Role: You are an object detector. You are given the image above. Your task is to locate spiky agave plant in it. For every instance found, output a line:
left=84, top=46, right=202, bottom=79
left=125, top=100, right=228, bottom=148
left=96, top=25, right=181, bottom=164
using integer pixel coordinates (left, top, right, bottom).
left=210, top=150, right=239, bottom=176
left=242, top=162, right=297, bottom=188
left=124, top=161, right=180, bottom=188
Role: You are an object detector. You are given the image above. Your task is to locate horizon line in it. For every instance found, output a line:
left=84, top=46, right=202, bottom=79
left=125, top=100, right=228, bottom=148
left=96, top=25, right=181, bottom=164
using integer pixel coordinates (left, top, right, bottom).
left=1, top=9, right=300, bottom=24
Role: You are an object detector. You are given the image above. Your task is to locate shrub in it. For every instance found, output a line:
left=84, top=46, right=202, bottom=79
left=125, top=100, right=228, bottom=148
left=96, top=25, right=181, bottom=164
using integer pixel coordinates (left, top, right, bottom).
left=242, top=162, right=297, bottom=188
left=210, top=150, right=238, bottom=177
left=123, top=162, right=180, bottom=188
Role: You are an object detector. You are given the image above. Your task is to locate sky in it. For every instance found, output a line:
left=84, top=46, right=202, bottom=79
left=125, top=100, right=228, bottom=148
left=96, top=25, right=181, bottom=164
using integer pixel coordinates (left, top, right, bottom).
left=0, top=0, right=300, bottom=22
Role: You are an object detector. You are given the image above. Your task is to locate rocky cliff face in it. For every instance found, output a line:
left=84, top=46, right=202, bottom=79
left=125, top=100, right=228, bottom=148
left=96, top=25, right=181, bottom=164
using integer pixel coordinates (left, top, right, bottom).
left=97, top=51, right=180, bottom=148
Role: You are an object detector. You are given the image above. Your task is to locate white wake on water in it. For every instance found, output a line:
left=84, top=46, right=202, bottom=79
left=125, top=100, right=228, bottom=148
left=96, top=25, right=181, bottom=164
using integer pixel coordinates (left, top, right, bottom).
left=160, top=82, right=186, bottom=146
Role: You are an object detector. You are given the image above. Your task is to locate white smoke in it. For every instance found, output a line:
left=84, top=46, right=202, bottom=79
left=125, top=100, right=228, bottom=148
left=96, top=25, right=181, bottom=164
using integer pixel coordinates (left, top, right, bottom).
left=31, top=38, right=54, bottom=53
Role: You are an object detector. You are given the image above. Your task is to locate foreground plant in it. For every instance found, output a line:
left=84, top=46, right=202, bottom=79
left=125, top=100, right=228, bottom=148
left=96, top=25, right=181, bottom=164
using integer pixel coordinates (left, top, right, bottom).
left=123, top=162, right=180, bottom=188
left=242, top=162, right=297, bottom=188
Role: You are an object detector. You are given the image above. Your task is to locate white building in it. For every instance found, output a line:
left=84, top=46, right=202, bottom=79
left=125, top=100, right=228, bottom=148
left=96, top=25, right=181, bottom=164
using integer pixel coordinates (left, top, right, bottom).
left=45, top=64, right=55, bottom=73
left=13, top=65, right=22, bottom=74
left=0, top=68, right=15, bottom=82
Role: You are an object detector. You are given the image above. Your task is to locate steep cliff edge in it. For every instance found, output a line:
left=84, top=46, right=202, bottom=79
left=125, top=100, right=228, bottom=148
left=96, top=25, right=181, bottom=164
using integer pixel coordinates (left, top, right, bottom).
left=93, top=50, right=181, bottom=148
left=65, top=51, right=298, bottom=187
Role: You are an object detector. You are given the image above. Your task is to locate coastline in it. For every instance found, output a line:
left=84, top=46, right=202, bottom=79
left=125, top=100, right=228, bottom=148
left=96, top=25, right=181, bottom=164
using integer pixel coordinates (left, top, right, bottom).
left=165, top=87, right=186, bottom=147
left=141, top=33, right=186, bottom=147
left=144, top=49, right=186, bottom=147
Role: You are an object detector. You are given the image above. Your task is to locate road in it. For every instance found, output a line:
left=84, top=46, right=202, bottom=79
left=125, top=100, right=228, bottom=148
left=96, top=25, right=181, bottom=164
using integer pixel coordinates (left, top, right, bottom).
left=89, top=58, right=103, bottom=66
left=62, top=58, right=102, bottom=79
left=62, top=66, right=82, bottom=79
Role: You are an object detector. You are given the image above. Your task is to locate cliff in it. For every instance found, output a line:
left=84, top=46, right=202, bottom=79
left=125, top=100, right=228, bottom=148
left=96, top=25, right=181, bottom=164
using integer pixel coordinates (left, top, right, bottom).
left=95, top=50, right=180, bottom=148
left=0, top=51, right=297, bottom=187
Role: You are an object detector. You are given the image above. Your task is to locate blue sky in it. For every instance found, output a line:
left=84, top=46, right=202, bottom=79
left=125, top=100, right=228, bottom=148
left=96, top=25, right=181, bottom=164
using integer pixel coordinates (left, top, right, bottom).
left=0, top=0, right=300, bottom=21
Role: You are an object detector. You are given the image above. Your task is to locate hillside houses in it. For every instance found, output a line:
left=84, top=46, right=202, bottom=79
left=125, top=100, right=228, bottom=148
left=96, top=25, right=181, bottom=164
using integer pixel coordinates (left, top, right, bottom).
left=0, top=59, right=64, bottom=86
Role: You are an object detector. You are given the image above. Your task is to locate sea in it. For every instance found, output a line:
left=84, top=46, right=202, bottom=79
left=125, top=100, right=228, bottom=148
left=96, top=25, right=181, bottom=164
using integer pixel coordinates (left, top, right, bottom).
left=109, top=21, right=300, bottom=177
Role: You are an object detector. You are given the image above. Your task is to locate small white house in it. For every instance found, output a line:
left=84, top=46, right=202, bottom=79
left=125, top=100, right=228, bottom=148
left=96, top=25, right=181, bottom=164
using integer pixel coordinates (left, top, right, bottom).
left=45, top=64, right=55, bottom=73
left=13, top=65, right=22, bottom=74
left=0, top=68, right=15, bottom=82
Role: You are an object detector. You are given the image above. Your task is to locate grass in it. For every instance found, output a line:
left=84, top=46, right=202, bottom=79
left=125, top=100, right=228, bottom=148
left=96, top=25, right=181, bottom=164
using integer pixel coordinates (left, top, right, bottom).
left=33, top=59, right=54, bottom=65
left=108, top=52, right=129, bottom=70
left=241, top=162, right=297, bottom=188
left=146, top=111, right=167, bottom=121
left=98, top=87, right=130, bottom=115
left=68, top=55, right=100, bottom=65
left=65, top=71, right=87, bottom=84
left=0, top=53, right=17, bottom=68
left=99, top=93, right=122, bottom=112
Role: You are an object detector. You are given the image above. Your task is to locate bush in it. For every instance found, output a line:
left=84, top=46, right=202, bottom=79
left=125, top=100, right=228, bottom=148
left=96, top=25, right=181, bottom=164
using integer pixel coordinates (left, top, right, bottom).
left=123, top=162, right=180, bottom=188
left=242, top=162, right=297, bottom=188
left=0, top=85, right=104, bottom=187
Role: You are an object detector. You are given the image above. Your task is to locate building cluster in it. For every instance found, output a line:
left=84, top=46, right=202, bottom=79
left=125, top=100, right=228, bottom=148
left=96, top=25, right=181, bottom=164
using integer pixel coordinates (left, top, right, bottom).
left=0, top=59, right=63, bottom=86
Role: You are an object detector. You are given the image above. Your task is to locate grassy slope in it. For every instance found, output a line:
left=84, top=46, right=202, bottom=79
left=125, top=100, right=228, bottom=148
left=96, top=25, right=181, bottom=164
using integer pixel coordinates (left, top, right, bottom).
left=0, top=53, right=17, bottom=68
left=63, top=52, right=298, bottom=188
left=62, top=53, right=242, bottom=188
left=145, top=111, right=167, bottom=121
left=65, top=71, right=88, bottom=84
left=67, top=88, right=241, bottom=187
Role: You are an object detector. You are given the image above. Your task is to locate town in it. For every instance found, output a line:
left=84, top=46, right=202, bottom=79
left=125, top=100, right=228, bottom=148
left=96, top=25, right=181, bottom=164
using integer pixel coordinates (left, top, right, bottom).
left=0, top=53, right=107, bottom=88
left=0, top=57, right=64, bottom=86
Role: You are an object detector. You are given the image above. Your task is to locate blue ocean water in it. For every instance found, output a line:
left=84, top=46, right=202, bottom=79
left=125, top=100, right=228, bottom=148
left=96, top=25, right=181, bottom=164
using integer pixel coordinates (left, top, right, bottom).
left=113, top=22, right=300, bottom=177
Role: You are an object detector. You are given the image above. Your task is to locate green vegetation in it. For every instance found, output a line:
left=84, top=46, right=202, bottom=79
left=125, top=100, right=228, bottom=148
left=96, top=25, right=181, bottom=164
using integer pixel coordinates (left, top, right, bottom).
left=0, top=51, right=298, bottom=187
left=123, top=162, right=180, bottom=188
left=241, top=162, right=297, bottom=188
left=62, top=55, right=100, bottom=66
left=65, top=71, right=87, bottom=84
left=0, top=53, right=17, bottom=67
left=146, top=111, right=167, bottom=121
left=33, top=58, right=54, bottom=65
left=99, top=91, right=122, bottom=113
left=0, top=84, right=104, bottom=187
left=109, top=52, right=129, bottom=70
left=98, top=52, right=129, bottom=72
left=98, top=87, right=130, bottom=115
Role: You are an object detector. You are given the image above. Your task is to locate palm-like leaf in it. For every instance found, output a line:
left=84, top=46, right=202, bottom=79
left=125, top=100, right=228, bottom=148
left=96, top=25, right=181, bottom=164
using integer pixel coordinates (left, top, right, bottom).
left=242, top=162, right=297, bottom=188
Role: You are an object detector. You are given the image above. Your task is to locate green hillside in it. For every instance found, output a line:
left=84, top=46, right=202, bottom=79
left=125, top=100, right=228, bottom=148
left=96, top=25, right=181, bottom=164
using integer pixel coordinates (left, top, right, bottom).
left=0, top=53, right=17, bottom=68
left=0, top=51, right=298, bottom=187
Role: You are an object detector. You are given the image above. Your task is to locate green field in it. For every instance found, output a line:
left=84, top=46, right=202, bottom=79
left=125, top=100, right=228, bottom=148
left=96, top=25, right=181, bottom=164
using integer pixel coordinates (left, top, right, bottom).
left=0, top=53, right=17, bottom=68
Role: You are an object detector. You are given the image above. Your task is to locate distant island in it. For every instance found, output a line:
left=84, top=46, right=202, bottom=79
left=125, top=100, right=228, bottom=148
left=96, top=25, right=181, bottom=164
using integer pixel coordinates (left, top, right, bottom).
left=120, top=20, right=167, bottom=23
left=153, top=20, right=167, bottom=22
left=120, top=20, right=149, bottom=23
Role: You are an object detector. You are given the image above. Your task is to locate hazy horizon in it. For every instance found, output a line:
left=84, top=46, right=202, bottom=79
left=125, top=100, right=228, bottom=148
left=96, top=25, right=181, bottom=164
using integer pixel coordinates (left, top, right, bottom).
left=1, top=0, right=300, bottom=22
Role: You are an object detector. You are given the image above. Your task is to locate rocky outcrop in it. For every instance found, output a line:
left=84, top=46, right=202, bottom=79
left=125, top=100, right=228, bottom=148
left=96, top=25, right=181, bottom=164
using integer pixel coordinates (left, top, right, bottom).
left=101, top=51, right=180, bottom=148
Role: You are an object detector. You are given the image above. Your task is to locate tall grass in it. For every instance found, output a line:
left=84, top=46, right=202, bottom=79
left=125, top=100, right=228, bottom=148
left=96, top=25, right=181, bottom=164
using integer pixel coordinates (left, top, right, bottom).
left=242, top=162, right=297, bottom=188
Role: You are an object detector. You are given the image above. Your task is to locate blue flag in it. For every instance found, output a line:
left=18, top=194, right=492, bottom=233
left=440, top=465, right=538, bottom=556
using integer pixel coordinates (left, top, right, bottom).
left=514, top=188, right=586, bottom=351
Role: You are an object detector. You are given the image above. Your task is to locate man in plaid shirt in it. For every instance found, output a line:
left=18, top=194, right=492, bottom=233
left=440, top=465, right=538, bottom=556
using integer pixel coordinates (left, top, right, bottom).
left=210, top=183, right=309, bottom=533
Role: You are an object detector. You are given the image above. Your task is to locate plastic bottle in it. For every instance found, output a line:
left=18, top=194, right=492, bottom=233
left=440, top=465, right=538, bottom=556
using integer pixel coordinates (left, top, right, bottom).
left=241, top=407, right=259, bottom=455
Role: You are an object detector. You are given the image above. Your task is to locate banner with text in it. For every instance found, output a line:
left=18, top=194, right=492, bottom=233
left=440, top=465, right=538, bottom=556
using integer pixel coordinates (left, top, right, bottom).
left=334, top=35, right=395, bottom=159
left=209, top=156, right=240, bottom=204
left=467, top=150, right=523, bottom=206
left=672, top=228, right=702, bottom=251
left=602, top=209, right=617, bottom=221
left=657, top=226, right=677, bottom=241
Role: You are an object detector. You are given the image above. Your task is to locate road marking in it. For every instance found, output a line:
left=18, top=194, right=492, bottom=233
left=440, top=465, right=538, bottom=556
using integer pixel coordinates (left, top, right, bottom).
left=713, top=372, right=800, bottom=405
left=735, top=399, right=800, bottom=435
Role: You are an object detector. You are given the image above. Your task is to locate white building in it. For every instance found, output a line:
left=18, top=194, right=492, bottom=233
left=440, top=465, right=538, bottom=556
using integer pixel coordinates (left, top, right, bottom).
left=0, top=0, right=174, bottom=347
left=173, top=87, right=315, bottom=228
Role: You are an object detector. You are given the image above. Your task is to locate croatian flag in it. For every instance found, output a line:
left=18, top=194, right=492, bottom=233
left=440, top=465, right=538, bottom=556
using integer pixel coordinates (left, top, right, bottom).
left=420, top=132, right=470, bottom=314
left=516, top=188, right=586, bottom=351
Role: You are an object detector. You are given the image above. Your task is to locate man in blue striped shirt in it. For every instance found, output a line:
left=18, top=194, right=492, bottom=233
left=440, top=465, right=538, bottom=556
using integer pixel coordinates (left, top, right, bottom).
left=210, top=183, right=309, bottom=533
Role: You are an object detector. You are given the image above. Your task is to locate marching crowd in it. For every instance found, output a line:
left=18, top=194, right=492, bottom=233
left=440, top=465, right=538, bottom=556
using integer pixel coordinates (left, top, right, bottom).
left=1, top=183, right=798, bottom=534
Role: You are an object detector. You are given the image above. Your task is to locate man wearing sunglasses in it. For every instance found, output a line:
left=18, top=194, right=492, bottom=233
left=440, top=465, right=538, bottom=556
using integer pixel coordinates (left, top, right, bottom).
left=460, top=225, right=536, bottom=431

:::::

Respond with the number of lines in the listing above that include the word "water", and with nothing more.

Your solution: 2